*Supplied records*
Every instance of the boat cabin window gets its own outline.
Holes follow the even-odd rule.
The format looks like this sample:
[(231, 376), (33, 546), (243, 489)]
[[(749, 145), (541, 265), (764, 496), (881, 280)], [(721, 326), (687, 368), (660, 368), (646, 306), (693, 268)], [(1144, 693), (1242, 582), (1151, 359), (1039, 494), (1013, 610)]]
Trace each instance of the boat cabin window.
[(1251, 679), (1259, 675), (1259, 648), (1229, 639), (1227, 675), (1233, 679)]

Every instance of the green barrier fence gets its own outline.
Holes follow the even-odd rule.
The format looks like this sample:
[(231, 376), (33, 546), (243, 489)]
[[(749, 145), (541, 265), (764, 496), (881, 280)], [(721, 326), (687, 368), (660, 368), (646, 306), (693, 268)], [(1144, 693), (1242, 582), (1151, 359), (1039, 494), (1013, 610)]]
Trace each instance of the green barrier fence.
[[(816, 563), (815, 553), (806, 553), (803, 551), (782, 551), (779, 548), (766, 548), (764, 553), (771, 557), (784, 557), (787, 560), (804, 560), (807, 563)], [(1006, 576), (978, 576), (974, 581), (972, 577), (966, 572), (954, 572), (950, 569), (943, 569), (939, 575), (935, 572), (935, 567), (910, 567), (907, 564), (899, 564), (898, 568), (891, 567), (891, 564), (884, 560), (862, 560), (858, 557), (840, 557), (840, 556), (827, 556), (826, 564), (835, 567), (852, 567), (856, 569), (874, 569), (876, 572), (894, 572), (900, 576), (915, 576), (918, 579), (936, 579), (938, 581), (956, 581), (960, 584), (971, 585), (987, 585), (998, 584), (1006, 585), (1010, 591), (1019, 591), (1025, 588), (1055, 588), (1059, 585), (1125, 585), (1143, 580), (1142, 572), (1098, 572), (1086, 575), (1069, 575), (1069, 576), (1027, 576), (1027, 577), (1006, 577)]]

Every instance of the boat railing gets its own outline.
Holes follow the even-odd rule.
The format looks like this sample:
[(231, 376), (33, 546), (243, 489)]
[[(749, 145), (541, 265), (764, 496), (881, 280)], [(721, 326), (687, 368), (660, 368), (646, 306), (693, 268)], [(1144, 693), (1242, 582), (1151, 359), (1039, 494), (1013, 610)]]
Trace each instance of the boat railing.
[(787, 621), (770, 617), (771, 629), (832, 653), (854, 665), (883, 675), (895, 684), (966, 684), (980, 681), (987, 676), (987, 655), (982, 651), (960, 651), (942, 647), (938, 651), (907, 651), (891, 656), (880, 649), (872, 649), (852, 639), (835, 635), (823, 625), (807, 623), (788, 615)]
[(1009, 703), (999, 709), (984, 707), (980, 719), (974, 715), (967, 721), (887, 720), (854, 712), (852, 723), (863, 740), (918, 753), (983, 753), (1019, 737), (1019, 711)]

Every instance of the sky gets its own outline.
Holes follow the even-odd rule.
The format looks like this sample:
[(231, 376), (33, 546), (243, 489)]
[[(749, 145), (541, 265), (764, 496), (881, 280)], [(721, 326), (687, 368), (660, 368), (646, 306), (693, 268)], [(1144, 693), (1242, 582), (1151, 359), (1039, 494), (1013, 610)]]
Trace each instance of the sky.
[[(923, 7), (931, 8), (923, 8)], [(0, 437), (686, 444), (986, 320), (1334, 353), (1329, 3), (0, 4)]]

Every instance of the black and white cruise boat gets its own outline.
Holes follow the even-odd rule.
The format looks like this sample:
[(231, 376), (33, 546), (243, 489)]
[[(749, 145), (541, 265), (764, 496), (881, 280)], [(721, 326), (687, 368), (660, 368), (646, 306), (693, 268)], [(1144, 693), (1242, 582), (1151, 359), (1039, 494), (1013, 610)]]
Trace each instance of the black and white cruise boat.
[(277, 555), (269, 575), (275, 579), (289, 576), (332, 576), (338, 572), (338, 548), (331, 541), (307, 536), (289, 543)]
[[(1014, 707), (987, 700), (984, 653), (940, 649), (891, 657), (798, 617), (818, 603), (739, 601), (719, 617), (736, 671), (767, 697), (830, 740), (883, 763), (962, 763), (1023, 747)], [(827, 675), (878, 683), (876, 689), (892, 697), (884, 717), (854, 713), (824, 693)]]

*Problem to solve*
Can you reproduce the listing above with "even-odd rule" switched to "nonzero winding rule" in every block, leaving everything else unchanged?

*Expected answer*
Every instance of the boat cabin window gets its own outline.
Holes follow the nonzero winding rule.
The format looks like this sample:
[(231, 376), (33, 546), (243, 489)]
[[(749, 145), (541, 265), (764, 496), (881, 280)], [(721, 326), (687, 368), (660, 368), (646, 306), (693, 268)], [(1144, 693), (1242, 582), (1151, 359), (1039, 494), (1013, 610)]]
Trace each instance of the boat cabin window.
[(1251, 679), (1259, 675), (1259, 648), (1229, 639), (1227, 675), (1233, 679)]

Every instance of the green barrier fence gets its own outline.
Holes follow the nonzero winding rule.
The format looks like this sample:
[(231, 376), (33, 546), (243, 489)]
[[(749, 145), (541, 265), (764, 496), (881, 280)], [(721, 326), (687, 368), (660, 368), (646, 306), (693, 268)], [(1144, 693), (1242, 582), (1151, 359), (1039, 494), (1013, 610)]]
Trace each instance of the green barrier fence.
[[(816, 563), (815, 553), (806, 553), (803, 551), (782, 551), (779, 548), (766, 548), (764, 553), (771, 557), (784, 557), (787, 560), (804, 560), (807, 563)], [(1006, 576), (978, 576), (974, 581), (972, 577), (966, 572), (954, 572), (950, 569), (943, 569), (939, 575), (935, 572), (935, 567), (910, 567), (907, 564), (899, 564), (898, 568), (891, 567), (891, 564), (884, 560), (862, 560), (858, 557), (840, 557), (840, 556), (827, 556), (826, 564), (835, 567), (852, 567), (856, 569), (874, 569), (876, 572), (894, 572), (900, 576), (915, 576), (918, 579), (936, 579), (938, 581), (956, 581), (960, 584), (971, 585), (987, 585), (998, 584), (1006, 585), (1010, 591), (1019, 591), (1025, 588), (1055, 588), (1059, 585), (1125, 585), (1143, 580), (1142, 572), (1098, 572), (1086, 575), (1069, 575), (1069, 576), (1027, 576), (1027, 577), (1006, 577)]]

Every instance of the boat railing gets its own outline.
Holes follow the nonzero winding rule.
The format looks like this sample:
[(231, 376), (33, 546), (243, 489)]
[[(749, 145), (541, 265), (764, 496), (881, 280)], [(721, 326), (687, 368), (660, 368), (646, 306), (693, 268)], [(1144, 693), (1242, 582), (1151, 359), (1039, 494), (1013, 610)]]
Trace each instance of the boat railing.
[(787, 621), (770, 617), (771, 629), (832, 653), (854, 665), (883, 675), (895, 684), (966, 684), (980, 681), (987, 676), (987, 655), (982, 651), (960, 651), (942, 647), (938, 651), (907, 651), (891, 656), (880, 649), (872, 649), (852, 639), (835, 635), (823, 625), (807, 623), (788, 615)]
[(1009, 703), (999, 709), (984, 707), (980, 719), (974, 715), (967, 721), (887, 720), (854, 712), (852, 723), (863, 740), (918, 753), (983, 753), (1019, 737), (1019, 711)]

Every instance of the sky gets its own outline.
Holes follow the nonzero winding rule.
The format looks like this sample:
[(231, 376), (33, 546), (243, 489)]
[[(749, 145), (541, 265), (764, 496), (881, 280)], [(721, 326), (687, 368), (660, 368), (646, 306), (693, 268)], [(1144, 693), (1242, 582), (1151, 359), (1039, 494), (1013, 610)]]
Trace each instance of the sky.
[[(923, 7), (931, 8), (923, 8)], [(0, 437), (686, 444), (986, 320), (1334, 353), (1329, 3), (0, 4)]]

Every instance of the black and white cruise boat gets its own outline.
Holes follow the nonzero winding rule.
The format looks like this sample:
[(231, 376), (33, 546), (243, 489)]
[[(749, 145), (541, 265), (764, 496), (881, 280)], [(721, 326), (687, 368), (660, 368), (646, 306), (693, 268)], [(1144, 693), (1242, 582), (1151, 359), (1039, 494), (1013, 610)]]
Trace each instance of the black and white cruise boat.
[(277, 555), (269, 575), (275, 579), (289, 576), (332, 576), (338, 572), (338, 548), (331, 541), (307, 536), (289, 543)]
[[(1014, 707), (987, 700), (984, 653), (940, 649), (891, 657), (798, 617), (818, 603), (739, 601), (719, 617), (736, 671), (767, 697), (830, 740), (883, 763), (962, 763), (1023, 747)], [(827, 675), (878, 683), (876, 689), (892, 697), (884, 717), (854, 713), (824, 693)]]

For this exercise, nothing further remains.